Write out every line of the material exactly as it appears.

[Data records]
━━━━━━━━
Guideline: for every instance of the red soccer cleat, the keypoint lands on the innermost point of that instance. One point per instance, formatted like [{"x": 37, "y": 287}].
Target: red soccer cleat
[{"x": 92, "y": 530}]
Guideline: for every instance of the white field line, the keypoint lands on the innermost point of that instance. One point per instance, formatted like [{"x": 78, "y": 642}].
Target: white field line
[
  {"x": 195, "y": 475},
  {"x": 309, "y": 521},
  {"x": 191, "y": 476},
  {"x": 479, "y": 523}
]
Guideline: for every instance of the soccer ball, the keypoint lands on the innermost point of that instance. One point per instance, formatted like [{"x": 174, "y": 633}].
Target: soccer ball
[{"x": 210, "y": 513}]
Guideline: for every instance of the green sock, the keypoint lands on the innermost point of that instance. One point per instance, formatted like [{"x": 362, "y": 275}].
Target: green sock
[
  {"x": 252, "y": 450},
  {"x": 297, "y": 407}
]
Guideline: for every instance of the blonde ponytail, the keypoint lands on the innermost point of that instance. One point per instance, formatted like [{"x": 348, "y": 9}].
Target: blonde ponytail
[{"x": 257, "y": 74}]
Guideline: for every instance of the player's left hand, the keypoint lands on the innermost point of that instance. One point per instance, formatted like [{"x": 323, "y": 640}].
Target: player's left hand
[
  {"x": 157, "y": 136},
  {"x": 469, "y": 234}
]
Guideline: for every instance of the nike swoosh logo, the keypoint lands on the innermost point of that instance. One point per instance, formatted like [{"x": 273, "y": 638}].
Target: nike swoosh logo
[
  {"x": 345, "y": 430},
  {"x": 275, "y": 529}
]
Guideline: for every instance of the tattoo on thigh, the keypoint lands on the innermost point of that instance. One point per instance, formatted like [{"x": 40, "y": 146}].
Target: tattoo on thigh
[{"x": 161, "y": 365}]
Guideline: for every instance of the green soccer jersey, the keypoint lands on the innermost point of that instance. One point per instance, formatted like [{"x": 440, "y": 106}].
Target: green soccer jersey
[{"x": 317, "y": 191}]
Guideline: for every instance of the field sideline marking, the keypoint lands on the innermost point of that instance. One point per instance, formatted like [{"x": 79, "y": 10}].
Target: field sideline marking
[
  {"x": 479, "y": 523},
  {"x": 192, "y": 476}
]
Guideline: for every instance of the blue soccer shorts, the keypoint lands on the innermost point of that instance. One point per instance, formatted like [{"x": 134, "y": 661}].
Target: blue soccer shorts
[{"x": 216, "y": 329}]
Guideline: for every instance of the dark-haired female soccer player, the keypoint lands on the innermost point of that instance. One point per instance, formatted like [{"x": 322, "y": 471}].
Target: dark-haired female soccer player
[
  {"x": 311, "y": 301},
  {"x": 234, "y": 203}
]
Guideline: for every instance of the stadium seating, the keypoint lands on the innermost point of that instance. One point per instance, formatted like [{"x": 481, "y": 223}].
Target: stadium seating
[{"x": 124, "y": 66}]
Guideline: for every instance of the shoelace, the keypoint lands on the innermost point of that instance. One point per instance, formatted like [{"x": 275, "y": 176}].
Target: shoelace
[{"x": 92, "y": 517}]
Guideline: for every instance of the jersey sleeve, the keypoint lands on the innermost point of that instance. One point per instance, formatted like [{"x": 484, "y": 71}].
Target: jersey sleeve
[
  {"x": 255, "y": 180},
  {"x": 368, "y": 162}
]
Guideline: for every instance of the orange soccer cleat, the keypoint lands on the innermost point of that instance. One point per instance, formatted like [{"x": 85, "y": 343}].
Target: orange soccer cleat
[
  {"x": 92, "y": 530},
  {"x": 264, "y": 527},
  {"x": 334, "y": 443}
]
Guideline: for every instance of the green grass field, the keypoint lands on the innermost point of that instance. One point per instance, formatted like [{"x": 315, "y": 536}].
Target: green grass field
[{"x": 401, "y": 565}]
━━━━━━━━
Solution =
Guideline: for every instance of the red soccer cleat, the keypoint lands on the innermost point of that instance. One point per instance, formatted like [{"x": 37, "y": 287}].
Target: red soccer cleat
[{"x": 92, "y": 530}]
Guideline: for every instance of the white field line, the keypoint lands on the innermost point of that instance. One point per instance, formatted like [{"x": 78, "y": 642}].
Target: white field line
[
  {"x": 195, "y": 475},
  {"x": 309, "y": 521},
  {"x": 191, "y": 476},
  {"x": 479, "y": 523}
]
Guideline: for every instance of the soccer ball, the keypoint lands on the innermost point of that instance. One point per instance, formatted like [{"x": 174, "y": 633}].
Target: soccer ball
[{"x": 210, "y": 513}]
Guideline: for every instance of the green sock, the keypoint lands on the innermost point of that instance. One point per instance, formatted like [{"x": 362, "y": 275}].
Target: green sock
[
  {"x": 252, "y": 450},
  {"x": 297, "y": 407}
]
Guideline: for every instance of the blonde ponytail, the keypoint lands on the innermost point of that instance. One point per instance, formatted like [{"x": 348, "y": 9}].
Target: blonde ponytail
[{"x": 257, "y": 74}]
Guideline: for every instance of the player's left hand, the keypoint lands on the innermost point of that instance. One point per instance, formatted like [{"x": 323, "y": 640}].
Target: player's left hand
[
  {"x": 157, "y": 136},
  {"x": 469, "y": 234}
]
Guideline: for every instance of the nike swoosh logo, the keypoint lands on the innermost point of that instance. One point per instance, formatted like [{"x": 273, "y": 638}].
Target: nike swoosh logo
[
  {"x": 345, "y": 430},
  {"x": 275, "y": 529}
]
Guideline: for every instance of the tattoo on thigh, the keypoint lands on the innermost point of that instance. One point per instance, formatted like [{"x": 40, "y": 146}].
Target: tattoo on thigh
[{"x": 161, "y": 365}]
Guideline: for every instance of the green soccer jersey, the keypoint lands on the innermost point of that instance. One point per instance, formatted like [{"x": 440, "y": 106}].
Target: green soccer jersey
[{"x": 317, "y": 191}]
Guideline: for every instance of the field sideline marking, the keypoint lands on the innermost point of that instance. One point per instance, formatted like [{"x": 79, "y": 10}].
Target: field sideline marking
[
  {"x": 479, "y": 523},
  {"x": 192, "y": 476}
]
Guideline: for every instance of the blue soccer shorts, the keypoint lands on the innermost point of that instance. One point per instance, formatted like [{"x": 134, "y": 661}].
Target: blue soccer shorts
[{"x": 216, "y": 329}]
Guideline: for every instance of the dark-haired female soccer player, the keypoint lands on the innermost point of that instance. One point per instance, formatted like [{"x": 322, "y": 471}].
Target: dark-haired female soccer player
[
  {"x": 311, "y": 301},
  {"x": 234, "y": 203}
]
Guideline: for every instance of the stadium seating, the keypoint lands on the innermost point of that instance. One point per instance, formatted like [{"x": 481, "y": 223}].
Target: stadium seating
[{"x": 124, "y": 66}]
Guideline: for every instance of the shoelace, the keypoint lands on the innermost point of that instance. One point per instance, formatted like [{"x": 275, "y": 176}].
Target: shoelace
[{"x": 92, "y": 517}]
Guideline: for every instance of the jersey sleeve, the keypoint lands on the innermost point of that instance. One point per instance, formatted like [{"x": 484, "y": 71}].
Target: jersey sleeve
[
  {"x": 255, "y": 180},
  {"x": 368, "y": 162}
]
Guideline: for every instance of the orange soccer cleat, the keypoint lands on the innermost point of that instance. One point per instance, formatted like [{"x": 85, "y": 343}].
Target: orange soccer cleat
[
  {"x": 92, "y": 530},
  {"x": 264, "y": 527},
  {"x": 334, "y": 443}
]
Guideline: for every instance of the green grass field, the keypoint lands on the innermost point of that instance. One point per instance, formatted like [{"x": 315, "y": 536}].
Target: green grass field
[{"x": 401, "y": 565}]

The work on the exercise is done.